— start —

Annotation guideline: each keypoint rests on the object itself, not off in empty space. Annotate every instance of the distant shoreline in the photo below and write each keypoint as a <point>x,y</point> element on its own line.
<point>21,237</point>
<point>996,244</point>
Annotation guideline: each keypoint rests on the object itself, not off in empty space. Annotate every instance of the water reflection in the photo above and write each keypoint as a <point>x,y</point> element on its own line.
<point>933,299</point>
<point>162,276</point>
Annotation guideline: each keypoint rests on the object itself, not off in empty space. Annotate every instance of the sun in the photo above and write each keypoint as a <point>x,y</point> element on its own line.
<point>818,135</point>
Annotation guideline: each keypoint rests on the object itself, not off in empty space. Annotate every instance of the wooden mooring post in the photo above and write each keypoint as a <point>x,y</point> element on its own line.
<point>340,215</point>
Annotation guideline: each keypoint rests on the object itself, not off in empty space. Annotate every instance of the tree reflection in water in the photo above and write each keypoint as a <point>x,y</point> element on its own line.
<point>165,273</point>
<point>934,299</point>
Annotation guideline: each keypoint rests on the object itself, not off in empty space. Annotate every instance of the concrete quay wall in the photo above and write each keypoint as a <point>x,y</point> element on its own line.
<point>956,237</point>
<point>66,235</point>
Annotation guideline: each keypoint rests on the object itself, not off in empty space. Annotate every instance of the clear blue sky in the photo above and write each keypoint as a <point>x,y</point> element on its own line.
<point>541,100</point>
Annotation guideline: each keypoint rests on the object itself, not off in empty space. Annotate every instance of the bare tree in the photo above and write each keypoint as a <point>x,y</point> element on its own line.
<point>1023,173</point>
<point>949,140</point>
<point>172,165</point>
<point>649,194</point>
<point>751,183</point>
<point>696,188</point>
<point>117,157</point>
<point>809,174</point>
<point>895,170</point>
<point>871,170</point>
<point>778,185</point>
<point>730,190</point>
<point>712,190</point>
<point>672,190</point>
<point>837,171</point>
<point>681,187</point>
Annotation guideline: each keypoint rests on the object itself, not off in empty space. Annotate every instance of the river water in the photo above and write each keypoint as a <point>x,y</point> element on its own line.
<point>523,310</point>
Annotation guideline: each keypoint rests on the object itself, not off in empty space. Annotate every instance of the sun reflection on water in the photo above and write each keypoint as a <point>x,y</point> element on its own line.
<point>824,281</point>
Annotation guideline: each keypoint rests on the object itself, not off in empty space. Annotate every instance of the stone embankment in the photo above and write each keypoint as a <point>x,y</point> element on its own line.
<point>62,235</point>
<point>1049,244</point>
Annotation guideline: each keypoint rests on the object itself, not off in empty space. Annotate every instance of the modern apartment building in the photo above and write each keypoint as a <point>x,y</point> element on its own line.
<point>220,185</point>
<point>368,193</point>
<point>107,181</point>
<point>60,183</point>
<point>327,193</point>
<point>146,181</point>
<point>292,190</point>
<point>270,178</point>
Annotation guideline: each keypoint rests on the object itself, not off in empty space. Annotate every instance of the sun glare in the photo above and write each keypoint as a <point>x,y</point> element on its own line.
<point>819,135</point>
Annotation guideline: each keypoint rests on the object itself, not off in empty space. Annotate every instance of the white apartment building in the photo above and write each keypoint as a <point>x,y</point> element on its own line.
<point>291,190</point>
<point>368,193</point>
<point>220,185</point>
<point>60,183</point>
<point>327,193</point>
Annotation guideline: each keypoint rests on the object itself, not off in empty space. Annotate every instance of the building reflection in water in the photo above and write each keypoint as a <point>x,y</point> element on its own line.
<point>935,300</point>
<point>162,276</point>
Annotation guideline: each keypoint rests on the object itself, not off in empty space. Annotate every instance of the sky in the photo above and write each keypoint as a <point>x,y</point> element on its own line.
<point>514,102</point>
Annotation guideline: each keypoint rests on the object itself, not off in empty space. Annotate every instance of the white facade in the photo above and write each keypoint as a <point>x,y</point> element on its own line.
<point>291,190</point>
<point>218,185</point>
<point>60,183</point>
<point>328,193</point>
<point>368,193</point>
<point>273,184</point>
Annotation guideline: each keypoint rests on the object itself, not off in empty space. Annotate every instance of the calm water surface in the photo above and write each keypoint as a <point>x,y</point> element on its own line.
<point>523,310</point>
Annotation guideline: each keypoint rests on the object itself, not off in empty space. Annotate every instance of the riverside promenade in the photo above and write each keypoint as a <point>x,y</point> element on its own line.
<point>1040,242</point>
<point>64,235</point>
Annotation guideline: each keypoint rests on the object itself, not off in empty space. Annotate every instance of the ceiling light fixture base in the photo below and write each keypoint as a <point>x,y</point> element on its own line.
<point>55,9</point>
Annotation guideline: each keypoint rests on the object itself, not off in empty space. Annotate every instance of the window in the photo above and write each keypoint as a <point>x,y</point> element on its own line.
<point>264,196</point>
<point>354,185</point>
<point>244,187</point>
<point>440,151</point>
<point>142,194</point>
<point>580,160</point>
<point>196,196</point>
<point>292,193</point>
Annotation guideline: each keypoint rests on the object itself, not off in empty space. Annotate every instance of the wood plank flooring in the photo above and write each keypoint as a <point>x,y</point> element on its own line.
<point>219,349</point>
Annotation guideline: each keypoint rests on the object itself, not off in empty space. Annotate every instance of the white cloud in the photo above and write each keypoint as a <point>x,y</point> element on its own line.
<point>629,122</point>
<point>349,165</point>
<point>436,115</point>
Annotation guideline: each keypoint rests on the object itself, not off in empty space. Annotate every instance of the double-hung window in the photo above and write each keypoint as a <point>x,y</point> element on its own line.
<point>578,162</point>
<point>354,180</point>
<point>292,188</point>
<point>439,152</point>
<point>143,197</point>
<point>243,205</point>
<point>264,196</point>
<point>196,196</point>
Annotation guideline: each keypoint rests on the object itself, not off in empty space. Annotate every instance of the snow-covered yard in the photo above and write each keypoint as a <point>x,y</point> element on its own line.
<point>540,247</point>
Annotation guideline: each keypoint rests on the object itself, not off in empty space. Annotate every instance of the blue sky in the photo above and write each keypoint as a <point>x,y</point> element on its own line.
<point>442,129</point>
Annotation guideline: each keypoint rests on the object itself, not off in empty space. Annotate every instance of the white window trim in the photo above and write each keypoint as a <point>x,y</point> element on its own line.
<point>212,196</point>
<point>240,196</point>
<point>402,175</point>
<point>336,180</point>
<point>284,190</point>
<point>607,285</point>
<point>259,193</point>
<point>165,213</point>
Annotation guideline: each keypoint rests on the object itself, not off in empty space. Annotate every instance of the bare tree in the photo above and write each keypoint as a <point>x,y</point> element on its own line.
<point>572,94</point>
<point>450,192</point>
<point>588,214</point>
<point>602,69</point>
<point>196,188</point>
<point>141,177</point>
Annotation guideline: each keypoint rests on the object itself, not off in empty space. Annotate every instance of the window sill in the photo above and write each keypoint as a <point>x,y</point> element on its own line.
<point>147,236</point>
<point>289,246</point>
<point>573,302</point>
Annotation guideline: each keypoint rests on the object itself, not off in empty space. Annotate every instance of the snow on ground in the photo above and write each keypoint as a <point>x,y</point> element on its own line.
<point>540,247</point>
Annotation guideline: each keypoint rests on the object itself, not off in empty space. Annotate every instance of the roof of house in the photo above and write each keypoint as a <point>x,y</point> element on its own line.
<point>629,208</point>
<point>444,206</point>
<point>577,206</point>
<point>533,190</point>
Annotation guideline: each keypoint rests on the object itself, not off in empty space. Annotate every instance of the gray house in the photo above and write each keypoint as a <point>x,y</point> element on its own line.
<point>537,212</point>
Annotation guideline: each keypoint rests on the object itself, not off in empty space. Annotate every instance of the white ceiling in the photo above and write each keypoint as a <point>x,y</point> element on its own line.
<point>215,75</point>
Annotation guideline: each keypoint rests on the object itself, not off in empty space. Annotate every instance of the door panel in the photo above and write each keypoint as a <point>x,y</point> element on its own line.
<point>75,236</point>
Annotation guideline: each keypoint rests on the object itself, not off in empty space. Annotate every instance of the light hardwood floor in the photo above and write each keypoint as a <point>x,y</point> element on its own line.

— end —

• [Problem description] Rewrite the records from their first line through the line with "<point>996,244</point>", requests included, raising every coordinate in the answers by 35.

• [Solution for this task]
Annotation guideline: each keypoint rests on the object itself, not off in empty space. Annotate every instance of the distant shoreline in the photo below and write each keypoint as a <point>x,y</point> element on its own line.
<point>56,272</point>
<point>1031,279</point>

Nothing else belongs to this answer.